What to work on:
a - The passage on medieval football below names several old football games that still survive in towns today. List each of them by name.
b - Write a continuation of the passage on medieval football below, starting right after its final sentence.

[begin Given passage]

The Middle Ages saw a rise in popularity of games played annually at Shrovetide (before Lent) throughout England, particularly in London. The games played in England at this time may have arrived with the Roman occupation but there is little evidence to indicate this. Certainly the Romans played ball games, in particular harpastum. There is also one reference to ball games being played in southern Britain prior to the Norman Conquest. In the ninth century Nennius's Historia Brittonum tells that a group of boys were playing at ball (pilae ludus).[1] The origin of this account is either Southern England or Wales. References to a ball game played in northern France known as La Soule or Choule, in which the ball was propelled by hands, feet, and sticks,[2] date from the 12th century.[3]

These archaic forms of football, typically classified as mob football, would be played in towns and villages, involving an unlimited number of players on opposing teams, who would clash in a heaving mass of people struggling to drag an inflated pig's bladder by any means possible to markers at each end of a town. By some accounts, in some such events any means could be used to move the ball towards the goal, as long as it did not lead to manslaughter or murder.[4] These antiquated games went into sharp decline in the 19th century when the Highway Act 1835 was passed banning the playing of football on public highways.[5] In spite of this, games continued to be played in some parts of the United Kingdom and still survive in a number of towns, notably the Ba game played at Christmas and New Year at Kirkwall in the Orkney Islands of Scotland,[6] Uppies and Downies over Easter at Workington in Cumbria, and the Royal Shrovetide Football Match on Shrove Tuesday and Ash Wednesday at Ashbourne in Derbyshire, England.[7]

Few images of medieval football survive. One wooden misericord carving (photo below right) from the early fourteenth century at Gloucester Cathedral, England, clearly shows two young men running vigorously towards each other with a ball in mid-air between them. There is a hint that the players may be using their hands to strike the ball. A second medieval image in the British Museum, London clearly shows a group of men with a large ball on the ground. The ball clearly has a seam where leather has been sewn together. It is unclear exactly what is happening in this set of three images, although the last image appears to show a man with a broken arm. It is likely that this image highlights the dangers of some medieval football games.[8]

Most of the very early references to the game speak simply of "ball play" or "playing at ball". This reinforces the idea that the games played at the time did not necessarily involve a ball being kicked.

History

The earliest reference to ball games in post-classical Europe comes from the eighth-century English historian Bede, who refers to a "playing ball" ("pila ludicra") in his work De Temporum Ratione.[9] Another early reference comes from the ninth-century Historia Brittonum, attributed to the Welsh monk Nennius. The text, written in Wales, mentions a group of boys "playing at ball" ('pilae ludus').[10]

The earliest reference from France which provides evidence of the playing of ball games (presumably La soule) comes in 1147. This refers to the handing over of "seven balloons of greatest dimension". An early description of ball games that are likely to be football in England was given by William Fitzstephen in his Descriptio Nobilissimi Civitatis Londoniae (c. 1174 – 1183). He described the activities of London youths during the annual festival of Shrove Tuesday:

The earliest confirmation that such ball games in England involved kicking comes from a verse about Little Saint Hugh of Lincoln. This was probably written in the thirteenth century, being recorded by Matthew Paris, although the precise date is not known: "Four and twenty bonny boys, were playing at the ball.. he kicked the ball with his right foot".

[end Given passage]
[begin Record set]

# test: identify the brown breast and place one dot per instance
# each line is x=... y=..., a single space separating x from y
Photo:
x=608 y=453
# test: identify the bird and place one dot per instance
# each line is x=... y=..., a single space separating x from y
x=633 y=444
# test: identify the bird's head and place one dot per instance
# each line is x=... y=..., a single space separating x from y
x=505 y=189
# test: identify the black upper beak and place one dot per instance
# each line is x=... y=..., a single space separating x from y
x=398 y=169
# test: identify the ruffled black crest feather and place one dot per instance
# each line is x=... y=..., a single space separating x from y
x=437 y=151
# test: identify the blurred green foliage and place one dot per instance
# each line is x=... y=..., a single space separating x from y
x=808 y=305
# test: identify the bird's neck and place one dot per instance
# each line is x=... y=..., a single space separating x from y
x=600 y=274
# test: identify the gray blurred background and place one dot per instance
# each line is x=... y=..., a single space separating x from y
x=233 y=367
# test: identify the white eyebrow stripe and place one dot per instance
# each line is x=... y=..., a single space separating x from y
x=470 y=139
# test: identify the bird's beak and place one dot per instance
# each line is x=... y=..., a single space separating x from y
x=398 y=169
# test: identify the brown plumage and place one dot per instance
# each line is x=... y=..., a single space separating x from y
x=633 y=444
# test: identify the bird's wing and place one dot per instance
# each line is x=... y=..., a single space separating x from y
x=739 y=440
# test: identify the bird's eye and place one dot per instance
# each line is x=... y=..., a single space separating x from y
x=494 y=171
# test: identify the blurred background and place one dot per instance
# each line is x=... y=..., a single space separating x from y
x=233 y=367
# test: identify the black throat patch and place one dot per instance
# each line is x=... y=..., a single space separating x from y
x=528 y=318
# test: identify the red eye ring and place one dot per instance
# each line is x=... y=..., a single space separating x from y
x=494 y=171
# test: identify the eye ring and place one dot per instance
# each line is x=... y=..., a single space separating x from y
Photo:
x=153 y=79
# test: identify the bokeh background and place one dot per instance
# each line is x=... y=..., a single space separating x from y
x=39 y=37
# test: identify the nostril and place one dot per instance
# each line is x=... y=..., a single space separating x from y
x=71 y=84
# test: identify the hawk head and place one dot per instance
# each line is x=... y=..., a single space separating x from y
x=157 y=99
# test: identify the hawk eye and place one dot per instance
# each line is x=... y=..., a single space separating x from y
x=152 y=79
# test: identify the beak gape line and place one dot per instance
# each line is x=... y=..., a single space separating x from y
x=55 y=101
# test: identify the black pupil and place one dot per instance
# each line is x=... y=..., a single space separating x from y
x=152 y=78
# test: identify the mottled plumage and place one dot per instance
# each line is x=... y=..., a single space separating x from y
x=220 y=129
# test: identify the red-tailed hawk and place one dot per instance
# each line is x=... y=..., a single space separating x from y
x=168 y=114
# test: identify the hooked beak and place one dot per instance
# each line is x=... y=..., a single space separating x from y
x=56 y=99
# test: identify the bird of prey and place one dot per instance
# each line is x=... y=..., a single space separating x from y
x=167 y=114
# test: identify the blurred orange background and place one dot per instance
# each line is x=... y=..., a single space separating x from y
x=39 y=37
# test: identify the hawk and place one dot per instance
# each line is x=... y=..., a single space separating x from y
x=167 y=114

[end Record set]

Answers given:
a -
- Ba game
- Uppies and Downies
- Royal Shrovetide Football Match

b -
In about 1200, "ball" is mentioned as one of the games played by King Arthur's knights in Brut, written by Layamon, an English poet from Worcestershire.[1] This is the earliest reference to the English language "ball". Layamon states: "some drive balls (balles) far over the fields". Records from 1280 report on a game at Ulgham, near Ashington in Northumberland, in which a player was killed as a result of running against an opposing player's dagger. This account is noteworthy because it is the earliest reference to an English ball game that definitely involved kicking; this suggests that kicking was involved in even earlier ball games in England. In Cornwall in 1283 plea rolls No. 111 mention a man named Roger who was accused of striking a fellow player in a game of soule with a stone, a blow which proved fatal.[11]

14th century

The earliest reference to ball games being played by university students comes in 1303 when "Thomas of Salisbury, a student of Oxford University, found his brother Adam dead, and it was alleged that he was killed by Irish students, whilst playing the ball in the High Street towards Eastgate".[8]

In 1314, comes the earliest reference to a game called football when Nicholas de Farndone, Lord Mayor of the City of London issued a decree on behalf of King Edward II banning football.[12] It was written in the French used by the English upper classes at the time. A translation reads: "[f]orasmuch as there is great noise in the city caused by hustling over large foot balls [''rageries de grosses pelotes de pee''] in the fields of the public from which many evils might arise which God forbid: we command and forbid on behalf of the king, on pain of imprisonment, such game to be used in the city in the future."

Another early account of kicking ball games from England comes in a 1321 dispensation, granted by Pope John XXII to William de Spalding of Shouldham in Norfolk:"To William de Spalding, canon of Scoldham of the order of Sempringham. During the game at ball as he kicked the ball, a lay friend of his, also called William, ran against him and wounded himself on a sheathed knife carried by the canon, so severely that he died within six days. Dispensation is granted, as no blame is attached to William de Spalding, who, feeling deeply the death of his friend, and fearing what might be said by his enemies, has applied to the pope."

Banning of ball games began in France in 1331 by Philip VI, presumably the ball game known as La soule.

In the mid-fourteenth century a misericord (a carved wooden seat-rest) at Gloucester cathedral, England shows two young men playing a ball game. It looks as though they are using their hands for the game; however, kicking certainly cannot be excluded. Most other medieval images of ball games in England show large balls. This picture clearly shows that small balls were also used.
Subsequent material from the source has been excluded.